- _Task instructions_
Find the line containing "Annotation spec — this batch focuses on the class cilantro" in the data below and repeat it, along with all later lines, exactly through the last one.

- _Listed records_

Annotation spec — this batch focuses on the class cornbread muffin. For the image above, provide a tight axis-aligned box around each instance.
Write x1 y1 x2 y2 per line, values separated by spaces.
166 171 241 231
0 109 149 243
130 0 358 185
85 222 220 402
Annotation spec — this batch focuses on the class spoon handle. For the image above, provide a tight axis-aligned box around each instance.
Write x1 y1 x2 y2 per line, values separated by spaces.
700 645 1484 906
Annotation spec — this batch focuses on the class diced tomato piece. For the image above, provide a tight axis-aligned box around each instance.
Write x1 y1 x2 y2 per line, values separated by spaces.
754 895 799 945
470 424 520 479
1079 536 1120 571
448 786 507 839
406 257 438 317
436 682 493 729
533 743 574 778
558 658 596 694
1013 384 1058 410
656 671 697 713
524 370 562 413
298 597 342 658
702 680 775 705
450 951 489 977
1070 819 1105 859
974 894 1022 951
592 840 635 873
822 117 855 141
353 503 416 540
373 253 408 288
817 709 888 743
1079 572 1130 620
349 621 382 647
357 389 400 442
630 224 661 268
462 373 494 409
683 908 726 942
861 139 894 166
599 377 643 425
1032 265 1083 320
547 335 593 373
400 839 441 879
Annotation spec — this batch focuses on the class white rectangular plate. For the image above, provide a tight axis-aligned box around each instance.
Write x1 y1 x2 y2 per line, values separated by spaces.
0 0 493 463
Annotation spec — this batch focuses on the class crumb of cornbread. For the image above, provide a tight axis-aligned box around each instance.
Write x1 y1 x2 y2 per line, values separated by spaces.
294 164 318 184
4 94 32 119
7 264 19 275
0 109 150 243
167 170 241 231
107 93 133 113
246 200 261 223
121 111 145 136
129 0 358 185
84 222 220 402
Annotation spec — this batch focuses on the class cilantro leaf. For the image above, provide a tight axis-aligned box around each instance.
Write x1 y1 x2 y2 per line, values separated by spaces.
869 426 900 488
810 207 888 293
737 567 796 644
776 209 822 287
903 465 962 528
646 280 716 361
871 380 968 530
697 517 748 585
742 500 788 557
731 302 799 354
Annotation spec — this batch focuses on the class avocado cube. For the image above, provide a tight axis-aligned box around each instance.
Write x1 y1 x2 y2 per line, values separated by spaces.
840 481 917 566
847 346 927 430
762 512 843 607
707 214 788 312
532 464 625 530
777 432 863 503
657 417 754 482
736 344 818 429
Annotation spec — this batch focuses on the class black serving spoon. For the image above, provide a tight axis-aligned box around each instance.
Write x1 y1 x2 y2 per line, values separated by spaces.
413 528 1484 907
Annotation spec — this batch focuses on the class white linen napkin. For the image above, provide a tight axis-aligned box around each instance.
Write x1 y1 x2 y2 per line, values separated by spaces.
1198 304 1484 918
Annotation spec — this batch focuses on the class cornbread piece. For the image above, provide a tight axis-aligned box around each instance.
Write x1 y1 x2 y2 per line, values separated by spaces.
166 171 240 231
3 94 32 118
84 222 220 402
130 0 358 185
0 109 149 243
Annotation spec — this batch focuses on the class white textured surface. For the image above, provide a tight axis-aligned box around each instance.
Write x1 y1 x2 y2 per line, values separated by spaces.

- _Task response_
Annotation spec — this batch focuses on the class cilantro leaf. For the image above, provide a tight axis-aligned box around each instance.
Write x1 y1 x2 y2 per line, values separated by spaces.
869 426 900 488
810 207 888 293
737 567 796 644
776 209 822 287
903 465 962 528
646 280 716 361
871 380 968 530
697 517 748 585
742 500 788 557
731 302 799 354
Annotation spec — this batch focuses on the class avocado cube. For the image above, provide a tight axis-aligned box around each instance.
Write x1 y1 x2 y2 per line, values separated by spaces.
840 481 917 566
847 346 927 430
762 512 843 607
707 214 788 312
532 464 625 530
777 432 863 503
657 417 754 482
736 344 818 429
Annotation spec — this batch focuses on the class black serving spoon. For the image above, provide a tight axis-aligned box around each instance.
Write x1 y1 x2 y2 per line, values separated by spaces.
413 528 1484 907
Annotation spec — this batch focuses on the class white linen napkin. For the image above, provide a tight axis-aligned box around each instance.
Write x1 y1 x2 y2 per line, values separated by spaces.
1198 304 1484 918
Annotation spec — this batch focuses on the class cornbread piece. For the image above, provide a tight axis-aligned box around each instance.
Write x1 y1 x2 y2 per line, values separated by spaces.
166 171 240 231
3 94 32 118
84 222 220 402
130 0 358 185
0 109 149 243
Annotation spec — this batch focuses on the class white textured surface. For the image above, provide a tight axis-aligned box around each instance.
Write x1 y1 x2 y2 per line, values separated by spaces.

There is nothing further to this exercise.